● **Selected excerpt**
>> Start
STEPHANOPOULOS: I do want to get to that, but I imagine Senator Kennedy would have been surprised like so many were by the fact that the deciding vote was cast by Chief Justice Roberts.
V. KENNEDY: You know, I don't think he would have. I think he felt very strongly in health care reform. He had studied this issue for more than 40 years. He believed in it. He believed in its constitutionality. He had looked at it in every way. And I think he would have been pleased, but not surprised.
STEPHANOPOULOS: And right after the decision, you received a call from Speaker Pelosi saying Teddy can rest.
V. KENNEDY: Yes. Yes, it was a lovely, lovely call. She fought valiantly for health care. She led the House of Representatives beautifully in fighting and championing health care for all Americans. She's -- really was a real, real heroine in this battle.
>> End
Region labeling entries:
>> Start
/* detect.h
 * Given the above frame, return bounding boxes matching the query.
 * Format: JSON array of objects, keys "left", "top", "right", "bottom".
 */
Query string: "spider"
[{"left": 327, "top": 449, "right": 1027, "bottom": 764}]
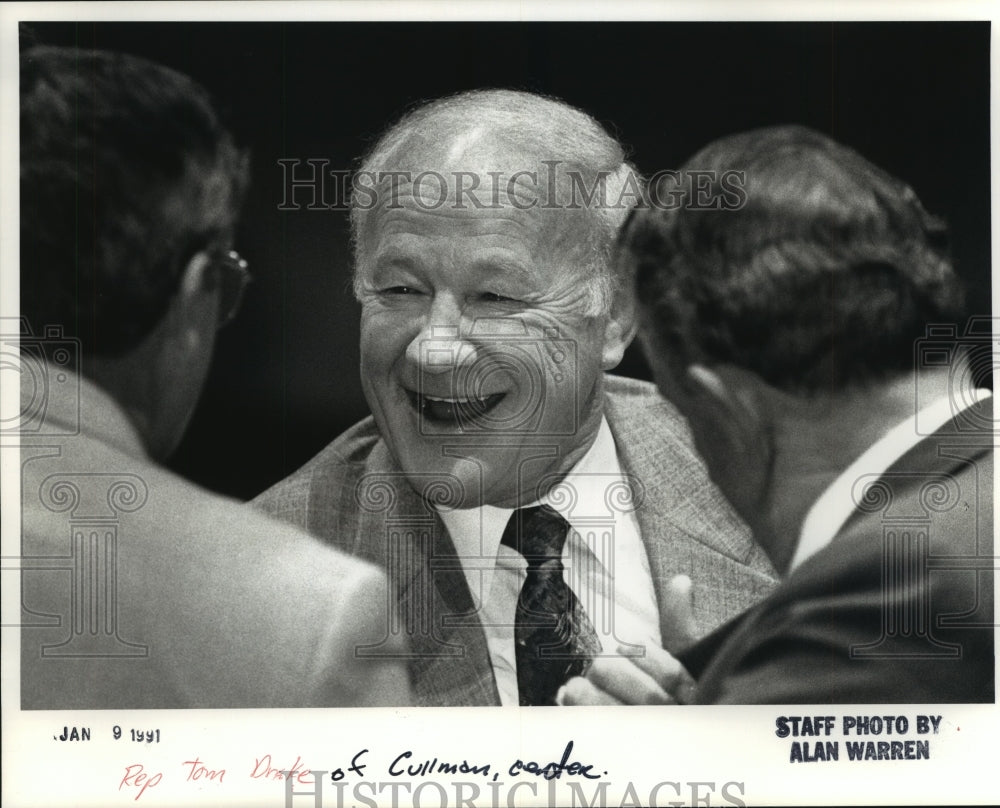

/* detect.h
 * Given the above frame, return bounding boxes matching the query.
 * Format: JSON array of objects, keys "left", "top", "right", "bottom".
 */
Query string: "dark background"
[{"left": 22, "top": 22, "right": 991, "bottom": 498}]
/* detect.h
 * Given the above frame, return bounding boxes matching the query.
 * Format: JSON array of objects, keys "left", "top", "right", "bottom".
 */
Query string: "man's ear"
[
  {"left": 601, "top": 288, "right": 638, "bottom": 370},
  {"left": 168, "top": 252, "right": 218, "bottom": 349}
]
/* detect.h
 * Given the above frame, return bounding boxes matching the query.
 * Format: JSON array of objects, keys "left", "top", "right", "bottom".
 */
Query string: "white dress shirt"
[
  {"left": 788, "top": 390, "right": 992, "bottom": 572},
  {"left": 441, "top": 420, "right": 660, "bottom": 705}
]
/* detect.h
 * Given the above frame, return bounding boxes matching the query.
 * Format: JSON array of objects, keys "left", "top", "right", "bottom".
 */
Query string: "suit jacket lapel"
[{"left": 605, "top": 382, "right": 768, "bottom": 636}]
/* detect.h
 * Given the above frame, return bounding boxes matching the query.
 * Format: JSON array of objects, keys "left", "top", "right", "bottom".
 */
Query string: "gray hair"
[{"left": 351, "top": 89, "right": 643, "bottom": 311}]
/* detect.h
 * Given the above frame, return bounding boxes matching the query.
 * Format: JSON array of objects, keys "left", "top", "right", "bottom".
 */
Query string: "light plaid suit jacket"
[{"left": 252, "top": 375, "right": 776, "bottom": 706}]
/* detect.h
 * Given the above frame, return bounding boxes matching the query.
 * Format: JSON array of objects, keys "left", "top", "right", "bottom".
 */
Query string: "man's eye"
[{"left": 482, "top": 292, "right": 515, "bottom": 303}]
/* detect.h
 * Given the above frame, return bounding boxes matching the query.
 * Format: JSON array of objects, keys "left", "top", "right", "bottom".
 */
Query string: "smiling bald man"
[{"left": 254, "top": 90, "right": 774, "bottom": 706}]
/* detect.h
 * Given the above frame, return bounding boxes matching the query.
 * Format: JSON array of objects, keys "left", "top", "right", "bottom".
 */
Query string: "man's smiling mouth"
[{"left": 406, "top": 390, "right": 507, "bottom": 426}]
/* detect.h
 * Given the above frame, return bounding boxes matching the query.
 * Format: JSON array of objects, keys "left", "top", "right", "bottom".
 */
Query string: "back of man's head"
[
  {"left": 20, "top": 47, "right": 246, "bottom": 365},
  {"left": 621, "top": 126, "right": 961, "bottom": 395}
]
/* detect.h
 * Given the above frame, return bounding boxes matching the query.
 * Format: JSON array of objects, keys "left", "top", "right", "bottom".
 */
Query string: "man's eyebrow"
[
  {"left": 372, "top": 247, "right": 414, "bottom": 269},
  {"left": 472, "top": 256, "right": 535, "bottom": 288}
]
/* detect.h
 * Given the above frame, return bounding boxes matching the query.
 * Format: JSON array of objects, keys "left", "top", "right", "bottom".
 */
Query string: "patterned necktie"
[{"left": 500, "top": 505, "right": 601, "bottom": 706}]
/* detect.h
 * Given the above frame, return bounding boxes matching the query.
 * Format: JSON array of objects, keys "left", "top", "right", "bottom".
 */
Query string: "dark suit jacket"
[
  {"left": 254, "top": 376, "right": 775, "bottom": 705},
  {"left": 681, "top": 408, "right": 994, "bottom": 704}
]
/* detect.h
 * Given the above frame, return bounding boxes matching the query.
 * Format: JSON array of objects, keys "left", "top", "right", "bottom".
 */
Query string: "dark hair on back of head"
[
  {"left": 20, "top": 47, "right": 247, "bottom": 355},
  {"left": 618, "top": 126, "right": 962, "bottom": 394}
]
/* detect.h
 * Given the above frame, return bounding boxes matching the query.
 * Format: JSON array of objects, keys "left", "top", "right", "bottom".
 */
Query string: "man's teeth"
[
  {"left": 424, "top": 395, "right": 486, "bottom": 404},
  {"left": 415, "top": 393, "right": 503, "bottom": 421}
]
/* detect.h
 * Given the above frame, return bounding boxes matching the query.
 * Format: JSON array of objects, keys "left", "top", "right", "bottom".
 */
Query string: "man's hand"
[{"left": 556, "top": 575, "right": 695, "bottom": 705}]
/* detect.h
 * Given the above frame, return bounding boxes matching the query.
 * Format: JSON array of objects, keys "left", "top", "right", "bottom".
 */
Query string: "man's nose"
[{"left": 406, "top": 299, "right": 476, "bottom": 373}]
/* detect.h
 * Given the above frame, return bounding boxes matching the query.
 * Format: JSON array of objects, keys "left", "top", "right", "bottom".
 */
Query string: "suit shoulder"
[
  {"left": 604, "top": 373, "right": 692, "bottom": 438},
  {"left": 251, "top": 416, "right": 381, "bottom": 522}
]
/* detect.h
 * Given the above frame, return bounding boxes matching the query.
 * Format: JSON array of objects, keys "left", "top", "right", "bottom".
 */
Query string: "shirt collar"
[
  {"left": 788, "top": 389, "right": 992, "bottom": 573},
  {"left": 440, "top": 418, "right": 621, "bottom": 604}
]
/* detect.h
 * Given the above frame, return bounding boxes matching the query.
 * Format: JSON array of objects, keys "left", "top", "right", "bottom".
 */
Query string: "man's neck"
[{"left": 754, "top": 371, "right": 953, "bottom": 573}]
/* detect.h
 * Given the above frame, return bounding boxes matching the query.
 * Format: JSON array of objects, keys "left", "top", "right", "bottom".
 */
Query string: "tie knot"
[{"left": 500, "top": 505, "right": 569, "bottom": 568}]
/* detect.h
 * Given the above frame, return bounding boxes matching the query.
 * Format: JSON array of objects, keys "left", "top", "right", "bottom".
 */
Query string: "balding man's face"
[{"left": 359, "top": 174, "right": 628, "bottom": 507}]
>> End
● **What you have to do**
In the interview excerpt, what reasons does V. Kennedy give for thinking Senator Kennedy would not have been surprised that Chief Justice Roberts cast the deciding vote? Answer in one to three sentences.

● **Task response**
V. Kennedy says he felt very strongly about health care reform and had studied the issue for more than 40 years. She adds that he believed in the reform and in its constitutionality, having looked at it in every way, so he would have been pleased but not surprised.